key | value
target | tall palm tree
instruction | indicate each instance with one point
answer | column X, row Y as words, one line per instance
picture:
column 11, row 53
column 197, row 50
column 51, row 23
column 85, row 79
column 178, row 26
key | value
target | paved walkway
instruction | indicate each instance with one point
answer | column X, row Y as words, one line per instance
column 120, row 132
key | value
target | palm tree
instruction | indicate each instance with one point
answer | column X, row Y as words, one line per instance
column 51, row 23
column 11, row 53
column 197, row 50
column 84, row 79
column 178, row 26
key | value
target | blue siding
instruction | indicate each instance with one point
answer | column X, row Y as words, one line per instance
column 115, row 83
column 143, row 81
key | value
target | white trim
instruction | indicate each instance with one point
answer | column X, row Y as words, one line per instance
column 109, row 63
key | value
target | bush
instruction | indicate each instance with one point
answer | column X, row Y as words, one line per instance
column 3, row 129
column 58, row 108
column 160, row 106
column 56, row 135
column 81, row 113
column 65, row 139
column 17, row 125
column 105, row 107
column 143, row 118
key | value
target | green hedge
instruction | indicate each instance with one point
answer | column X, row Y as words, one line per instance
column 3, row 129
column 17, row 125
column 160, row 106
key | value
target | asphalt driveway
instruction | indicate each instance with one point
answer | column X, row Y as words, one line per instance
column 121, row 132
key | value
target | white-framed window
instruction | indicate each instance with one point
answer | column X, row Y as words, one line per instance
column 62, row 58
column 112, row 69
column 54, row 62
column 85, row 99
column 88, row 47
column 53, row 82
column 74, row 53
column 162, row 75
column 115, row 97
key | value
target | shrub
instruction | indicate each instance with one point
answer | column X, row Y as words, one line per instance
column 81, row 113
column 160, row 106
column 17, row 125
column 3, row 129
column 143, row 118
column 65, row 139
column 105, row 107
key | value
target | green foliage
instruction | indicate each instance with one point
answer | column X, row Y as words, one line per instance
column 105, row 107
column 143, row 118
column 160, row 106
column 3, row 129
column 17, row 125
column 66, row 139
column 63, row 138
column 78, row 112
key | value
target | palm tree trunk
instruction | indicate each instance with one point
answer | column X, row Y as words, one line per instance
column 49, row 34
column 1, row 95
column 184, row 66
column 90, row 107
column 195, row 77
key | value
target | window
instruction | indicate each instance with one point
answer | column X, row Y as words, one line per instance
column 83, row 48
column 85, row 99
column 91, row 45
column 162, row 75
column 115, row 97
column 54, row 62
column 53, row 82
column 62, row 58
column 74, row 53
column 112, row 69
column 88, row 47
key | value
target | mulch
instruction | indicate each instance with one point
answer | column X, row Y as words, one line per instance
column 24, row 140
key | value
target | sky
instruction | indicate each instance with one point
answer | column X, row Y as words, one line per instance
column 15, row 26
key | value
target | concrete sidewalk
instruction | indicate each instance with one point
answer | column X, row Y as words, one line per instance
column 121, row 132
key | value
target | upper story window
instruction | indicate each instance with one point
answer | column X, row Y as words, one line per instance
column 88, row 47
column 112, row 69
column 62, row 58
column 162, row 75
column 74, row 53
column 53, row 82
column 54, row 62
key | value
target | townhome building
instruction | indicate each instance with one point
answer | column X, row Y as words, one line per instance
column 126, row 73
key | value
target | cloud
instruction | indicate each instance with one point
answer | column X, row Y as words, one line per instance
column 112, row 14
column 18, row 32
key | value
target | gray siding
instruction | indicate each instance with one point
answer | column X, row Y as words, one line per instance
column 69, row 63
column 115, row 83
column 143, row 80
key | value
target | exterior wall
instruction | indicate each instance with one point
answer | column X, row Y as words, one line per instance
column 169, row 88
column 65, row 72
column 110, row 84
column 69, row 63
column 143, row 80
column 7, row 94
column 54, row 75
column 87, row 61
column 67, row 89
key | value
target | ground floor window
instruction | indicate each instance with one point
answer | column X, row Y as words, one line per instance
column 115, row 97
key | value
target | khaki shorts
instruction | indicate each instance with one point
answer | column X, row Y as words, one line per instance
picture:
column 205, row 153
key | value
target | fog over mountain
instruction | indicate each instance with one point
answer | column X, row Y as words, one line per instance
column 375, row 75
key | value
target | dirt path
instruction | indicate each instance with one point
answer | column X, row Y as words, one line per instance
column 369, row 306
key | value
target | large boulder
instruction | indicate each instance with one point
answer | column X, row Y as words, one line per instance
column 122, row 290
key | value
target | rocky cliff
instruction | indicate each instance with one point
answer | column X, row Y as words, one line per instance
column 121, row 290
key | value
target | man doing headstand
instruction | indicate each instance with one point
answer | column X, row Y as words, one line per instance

Task.
Copy all the records above precisely.

Answer area.
key | value
target | tall palm tree
instruction | indicate each instance with one point
answer | column X, row Y as words, one line per instance
picture:
column 11, row 53
column 197, row 50
column 51, row 23
column 85, row 79
column 178, row 26
key | value
target | paved walkway
instruction | indicate each instance with one point
answer | column X, row Y as words, one line per instance
column 120, row 132
key | value
target | palm tree
instruction | indicate each instance with one point
answer | column X, row Y as words, one line per instance
column 51, row 23
column 11, row 53
column 197, row 50
column 84, row 79
column 178, row 26
key | value
target | blue siding
instruction | indicate each instance with one point
answer | column X, row Y as words, one line per instance
column 115, row 83
column 143, row 81
key | value
target | white trim
instruction | indicate each instance with one point
answer | column X, row Y as words, one line per instance
column 109, row 63
key | value
target | bush
instruction | indicate each instance with one point
answer | column X, row Y as words, one line per instance
column 3, row 129
column 58, row 108
column 160, row 106
column 56, row 135
column 81, row 113
column 65, row 139
column 17, row 125
column 105, row 107
column 143, row 118
key | value
target | green hedge
instruction | indicate each instance with one point
answer | column X, row Y as words, one line per instance
column 3, row 129
column 17, row 125
column 160, row 106
key | value
target | asphalt driveway
instruction | indicate each instance with one point
answer | column X, row Y as words, one line per instance
column 121, row 132
key | value
target | white-framed window
instruction | indicate each instance with one point
answer | column X, row Y as words, one line per instance
column 62, row 58
column 112, row 69
column 54, row 62
column 85, row 99
column 88, row 47
column 53, row 82
column 74, row 53
column 162, row 75
column 115, row 97
key | value
target | shrub
instruction | indicate each instance with one point
answer | column X, row Y as words, one line per instance
column 81, row 113
column 160, row 106
column 17, row 125
column 3, row 129
column 143, row 118
column 65, row 139
column 105, row 107
key | value
target | green foliage
instruction | indicate each instance with one point
answer | column X, row Y as words, one line per instance
column 105, row 107
column 143, row 118
column 160, row 106
column 3, row 129
column 17, row 125
column 66, row 139
column 63, row 138
column 78, row 112
key | value
target | palm tree trunk
instruction | indicate each instance with one point
answer | column X, row Y as words, one line per instance
column 49, row 34
column 1, row 95
column 184, row 66
column 90, row 107
column 195, row 77
key | value
target | window
instruction | indicate each instance with one point
answer | column X, row Y as words, one line per instance
column 83, row 48
column 85, row 99
column 91, row 45
column 162, row 75
column 115, row 97
column 54, row 62
column 53, row 82
column 62, row 58
column 74, row 53
column 112, row 69
column 88, row 47
key | value
target | mulch
instruction | indicate each instance with one point
answer | column X, row Y as words, one line per instance
column 24, row 140
key | value
target | sky
instruction | indicate each instance with one point
answer | column X, row Y as words, one line per instance
column 15, row 26
key | value
target | concrete sidewalk
instruction | indicate each instance with one point
answer | column X, row Y as words, one line per instance
column 121, row 132
key | value
target | upper story window
instruction | indicate each instance with one point
answer | column X, row Y as words, one line per instance
column 88, row 47
column 112, row 69
column 62, row 58
column 162, row 75
column 74, row 53
column 53, row 82
column 54, row 62
key | value
target | townhome building
instruction | indicate each instance with one point
answer | column X, row Y as words, one line per instance
column 126, row 73
key | value
target | cloud
instruction | indicate each instance with one point
answer | column X, row Y as words, one line per instance
column 112, row 14
column 18, row 32
key | value
target | gray siding
instruction | indicate each instance with one point
answer | column X, row Y as words, one line per instance
column 69, row 63
column 115, row 83
column 143, row 80
key | value
target | exterior wall
instruction | indicate each instance with one point
answer | column X, row Y as words, one line per instance
column 169, row 88
column 65, row 72
column 110, row 84
column 69, row 63
column 143, row 80
column 7, row 94
column 54, row 75
column 87, row 61
column 67, row 89
key | value
target | ground floor window
instruction | indicate each instance with one point
answer | column X, row Y as words, one line per instance
column 115, row 97
key | value
target | khaki shorts
instruction | indicate each instance with one point
answer | column X, row Y as words, one line per instance
picture:
column 205, row 153
key | value
target | fog over mountain
instruction | indicate each instance with one point
answer | column X, row Y as words, one line per instance
column 375, row 75
key | value
target | dirt path
instruction | indicate each instance with one point
answer | column X, row Y as words, one line per instance
column 369, row 306
key | value
target | large boulder
instruction | indicate each instance with one point
answer | column X, row Y as words, one line per instance
column 122, row 290
key | value
target | rocky cliff
instruction | indicate each instance with one point
answer | column X, row Y as words, one line per instance
column 121, row 290
key | value
target | man doing headstand
instruction | indicate each instance with one point
answer | column X, row Y as words, one line per instance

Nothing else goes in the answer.